## Record extracts:
— BEGIN —

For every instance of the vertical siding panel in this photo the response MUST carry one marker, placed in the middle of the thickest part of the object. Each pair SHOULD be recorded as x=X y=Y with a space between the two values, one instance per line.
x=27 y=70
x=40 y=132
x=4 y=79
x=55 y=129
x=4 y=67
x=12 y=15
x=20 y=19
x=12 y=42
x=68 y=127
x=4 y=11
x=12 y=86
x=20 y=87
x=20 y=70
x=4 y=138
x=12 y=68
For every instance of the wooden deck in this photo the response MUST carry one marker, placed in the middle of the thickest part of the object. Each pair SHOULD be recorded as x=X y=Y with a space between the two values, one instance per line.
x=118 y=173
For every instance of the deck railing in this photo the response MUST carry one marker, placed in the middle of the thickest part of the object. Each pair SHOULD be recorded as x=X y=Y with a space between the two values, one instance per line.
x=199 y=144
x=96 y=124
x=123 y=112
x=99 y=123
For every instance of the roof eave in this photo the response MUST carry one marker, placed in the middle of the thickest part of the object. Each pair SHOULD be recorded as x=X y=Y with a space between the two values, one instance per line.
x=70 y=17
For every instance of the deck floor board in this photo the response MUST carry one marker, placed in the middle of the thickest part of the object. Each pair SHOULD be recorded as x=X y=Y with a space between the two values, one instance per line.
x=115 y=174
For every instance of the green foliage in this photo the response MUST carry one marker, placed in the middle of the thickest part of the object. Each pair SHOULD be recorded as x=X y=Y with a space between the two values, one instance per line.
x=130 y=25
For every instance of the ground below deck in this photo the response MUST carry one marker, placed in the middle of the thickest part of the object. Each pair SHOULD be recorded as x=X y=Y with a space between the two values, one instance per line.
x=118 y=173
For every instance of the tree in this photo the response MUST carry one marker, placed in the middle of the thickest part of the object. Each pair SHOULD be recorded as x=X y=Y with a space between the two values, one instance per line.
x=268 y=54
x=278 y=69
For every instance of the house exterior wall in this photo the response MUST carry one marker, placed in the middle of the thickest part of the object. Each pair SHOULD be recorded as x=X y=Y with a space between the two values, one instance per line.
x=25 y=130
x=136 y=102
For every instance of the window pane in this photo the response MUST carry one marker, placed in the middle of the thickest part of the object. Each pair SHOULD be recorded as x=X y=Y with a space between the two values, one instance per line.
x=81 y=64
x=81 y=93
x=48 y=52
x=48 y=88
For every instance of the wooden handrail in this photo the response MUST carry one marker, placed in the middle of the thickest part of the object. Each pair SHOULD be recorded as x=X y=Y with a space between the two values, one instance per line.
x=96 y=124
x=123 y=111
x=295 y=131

— END —

## Problem description:
Put everything from the line containing "For every instance of the wooden deck" down to the line containing "x=136 y=102" into a JSON list of strings, one string per line, leaving out blank lines.

## Completed exercise:
[
  "For every instance of the wooden deck in this photo the response MUST carry one marker, placed in the middle of the thickest part of the object. Each pair SHOULD be recorded as x=X y=Y with a space between the two values, one instance per line.",
  "x=118 y=173",
  "For every instance of the deck railing in this photo the response MUST carry one marker, placed in the middle of the thickest part of the object. Each pair SHOULD be recorded as x=X y=Y with a space between the two values, one instance per line.",
  "x=199 y=144",
  "x=96 y=124",
  "x=123 y=112",
  "x=99 y=123",
  "For every instance of the roof eave in this photo the response MUST carry one marker, placed in the middle of the thickest part of the object. Each pair SHOULD be recorded as x=X y=Y with a space between the two values, one instance per line.",
  "x=70 y=17",
  "For every instance of the deck floor board in this photo the response MUST carry one marker, placed in the middle of the thickest part of the object. Each pair SHOULD be recorded as x=X y=Y with a space between the two values, one instance per line.",
  "x=115 y=174",
  "For every instance of the green foliage in this photo the response MUST carry one marker, placed in the middle of the thickest part of the object. Each pair SHOULD be recorded as x=X y=Y with a space between the two values, one instance per line.",
  "x=130 y=25",
  "For every instance of the ground below deck in this photo the response MUST carry one marker, placed in the middle of the thickest part of the object. Each pair SHOULD be recorded as x=X y=Y with a space between the two values, one instance per line.",
  "x=118 y=173",
  "For every instance of the tree in this photo the response MUST carry one marker, placed in the middle of the thickest part of the object. Each pair SHOULD be recorded as x=X y=Y with a space between the two values, one instance per line.",
  "x=268 y=54",
  "x=278 y=69",
  "For every instance of the house exterior wall in this photo the response MUST carry one marker, placed in the middle of the thickest part of the object. Each pair SHOULD be recorded as x=X y=Y with a space between the two values, one instance per line.",
  "x=25 y=130",
  "x=136 y=102"
]